Pick out and copy each line in the listing below that contains the word "blue". Matches must have the same case.

GIVEN DATA:
====================

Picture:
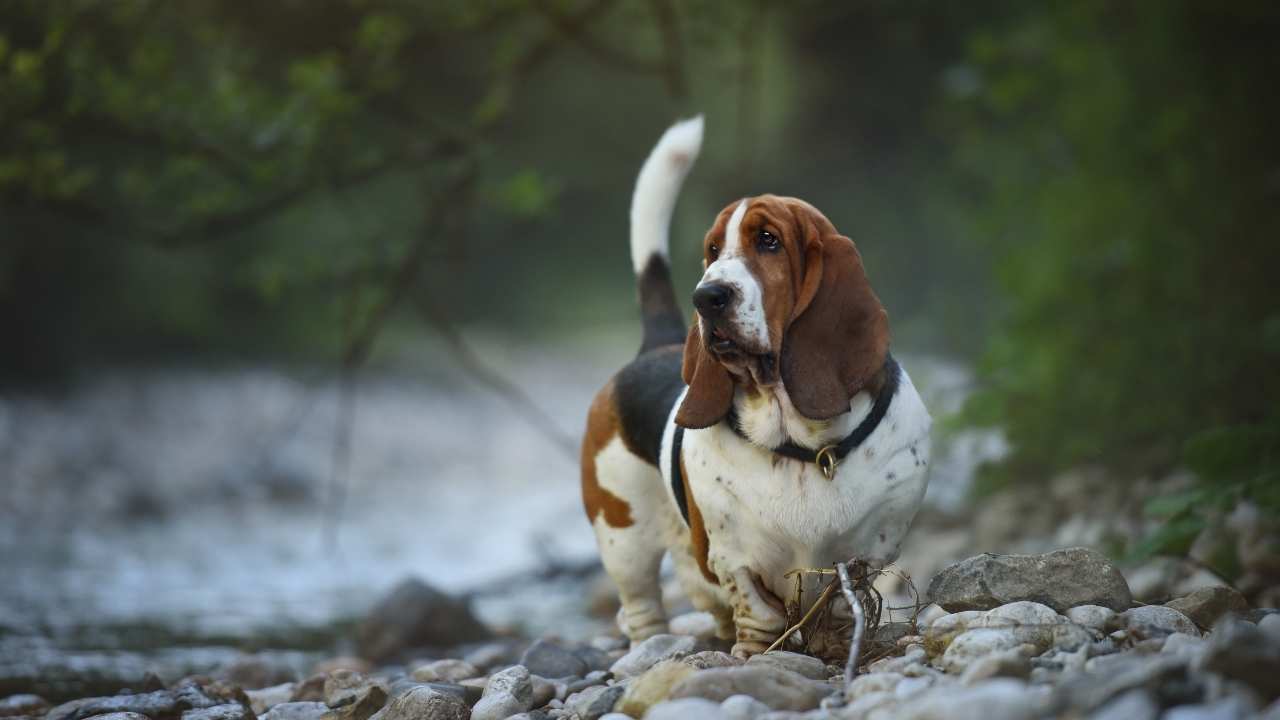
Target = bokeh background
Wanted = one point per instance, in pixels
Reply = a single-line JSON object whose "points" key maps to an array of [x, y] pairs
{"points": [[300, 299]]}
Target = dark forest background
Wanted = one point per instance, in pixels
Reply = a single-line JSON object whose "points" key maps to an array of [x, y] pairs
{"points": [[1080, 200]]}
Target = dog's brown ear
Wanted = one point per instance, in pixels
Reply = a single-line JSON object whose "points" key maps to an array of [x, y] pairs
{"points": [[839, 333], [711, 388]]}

====================

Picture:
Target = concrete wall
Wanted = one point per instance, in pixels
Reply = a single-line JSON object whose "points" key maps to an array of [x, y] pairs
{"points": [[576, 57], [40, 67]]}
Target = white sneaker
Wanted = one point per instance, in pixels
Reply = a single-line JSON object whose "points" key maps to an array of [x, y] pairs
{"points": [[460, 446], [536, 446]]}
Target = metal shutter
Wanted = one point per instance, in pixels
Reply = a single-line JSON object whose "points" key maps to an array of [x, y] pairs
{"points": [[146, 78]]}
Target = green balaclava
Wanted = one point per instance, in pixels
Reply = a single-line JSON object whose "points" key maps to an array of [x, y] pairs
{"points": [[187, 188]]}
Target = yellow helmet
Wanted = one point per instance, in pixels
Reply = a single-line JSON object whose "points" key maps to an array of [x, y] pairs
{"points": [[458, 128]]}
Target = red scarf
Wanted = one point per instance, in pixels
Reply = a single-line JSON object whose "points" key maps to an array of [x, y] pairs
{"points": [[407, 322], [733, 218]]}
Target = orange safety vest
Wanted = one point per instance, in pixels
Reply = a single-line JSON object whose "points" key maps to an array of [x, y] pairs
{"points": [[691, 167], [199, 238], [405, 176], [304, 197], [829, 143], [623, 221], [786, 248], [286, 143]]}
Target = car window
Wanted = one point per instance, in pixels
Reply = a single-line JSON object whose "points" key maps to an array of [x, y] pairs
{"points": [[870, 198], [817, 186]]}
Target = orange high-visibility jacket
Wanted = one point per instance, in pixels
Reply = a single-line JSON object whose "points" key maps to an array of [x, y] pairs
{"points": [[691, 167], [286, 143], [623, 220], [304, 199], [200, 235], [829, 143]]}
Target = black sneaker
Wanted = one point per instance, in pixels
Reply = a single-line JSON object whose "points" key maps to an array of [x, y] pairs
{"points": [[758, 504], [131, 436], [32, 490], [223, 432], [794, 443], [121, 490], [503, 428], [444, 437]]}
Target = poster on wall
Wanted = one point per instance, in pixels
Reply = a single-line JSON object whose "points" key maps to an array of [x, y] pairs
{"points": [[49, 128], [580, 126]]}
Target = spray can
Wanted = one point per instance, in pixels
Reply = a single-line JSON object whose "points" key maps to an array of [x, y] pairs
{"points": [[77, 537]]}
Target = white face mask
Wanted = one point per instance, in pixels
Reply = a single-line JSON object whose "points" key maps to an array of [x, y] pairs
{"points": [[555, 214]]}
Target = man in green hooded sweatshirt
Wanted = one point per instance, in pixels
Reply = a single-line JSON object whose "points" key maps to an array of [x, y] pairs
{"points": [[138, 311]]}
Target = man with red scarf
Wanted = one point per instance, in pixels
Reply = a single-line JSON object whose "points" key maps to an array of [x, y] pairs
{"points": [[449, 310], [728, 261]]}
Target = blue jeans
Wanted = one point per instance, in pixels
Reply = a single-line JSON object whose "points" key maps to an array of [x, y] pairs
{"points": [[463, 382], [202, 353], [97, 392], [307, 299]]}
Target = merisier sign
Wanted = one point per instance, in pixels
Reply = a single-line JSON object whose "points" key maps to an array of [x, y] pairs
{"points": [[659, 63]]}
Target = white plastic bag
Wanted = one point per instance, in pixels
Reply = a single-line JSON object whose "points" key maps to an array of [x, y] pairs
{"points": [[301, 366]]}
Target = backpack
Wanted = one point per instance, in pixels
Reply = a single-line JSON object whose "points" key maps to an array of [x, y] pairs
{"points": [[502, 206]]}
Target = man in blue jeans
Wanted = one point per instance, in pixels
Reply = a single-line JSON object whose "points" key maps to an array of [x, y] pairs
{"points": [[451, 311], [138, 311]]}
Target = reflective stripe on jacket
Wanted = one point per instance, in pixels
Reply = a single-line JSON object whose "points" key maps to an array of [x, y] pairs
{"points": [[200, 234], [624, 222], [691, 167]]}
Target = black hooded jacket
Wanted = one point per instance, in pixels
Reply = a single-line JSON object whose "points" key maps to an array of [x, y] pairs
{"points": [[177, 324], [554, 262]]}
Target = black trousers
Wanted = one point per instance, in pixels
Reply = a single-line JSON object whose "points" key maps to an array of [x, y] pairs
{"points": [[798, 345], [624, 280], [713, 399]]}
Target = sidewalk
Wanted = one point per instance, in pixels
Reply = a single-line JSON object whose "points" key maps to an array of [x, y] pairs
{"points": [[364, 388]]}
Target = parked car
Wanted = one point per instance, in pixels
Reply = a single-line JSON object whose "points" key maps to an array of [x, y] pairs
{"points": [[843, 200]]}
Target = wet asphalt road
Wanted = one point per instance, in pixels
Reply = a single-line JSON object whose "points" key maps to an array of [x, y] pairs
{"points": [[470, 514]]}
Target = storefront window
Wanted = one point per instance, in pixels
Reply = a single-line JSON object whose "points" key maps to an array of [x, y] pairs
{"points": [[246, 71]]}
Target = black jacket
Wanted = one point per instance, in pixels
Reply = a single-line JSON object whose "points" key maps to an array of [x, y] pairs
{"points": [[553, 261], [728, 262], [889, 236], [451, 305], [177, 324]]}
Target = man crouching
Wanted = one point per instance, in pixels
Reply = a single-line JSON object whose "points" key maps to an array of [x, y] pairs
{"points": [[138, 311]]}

====================

SOLUTION FOR THIS EXERCISE:
Target = blue jeans
Target = man in blue jeans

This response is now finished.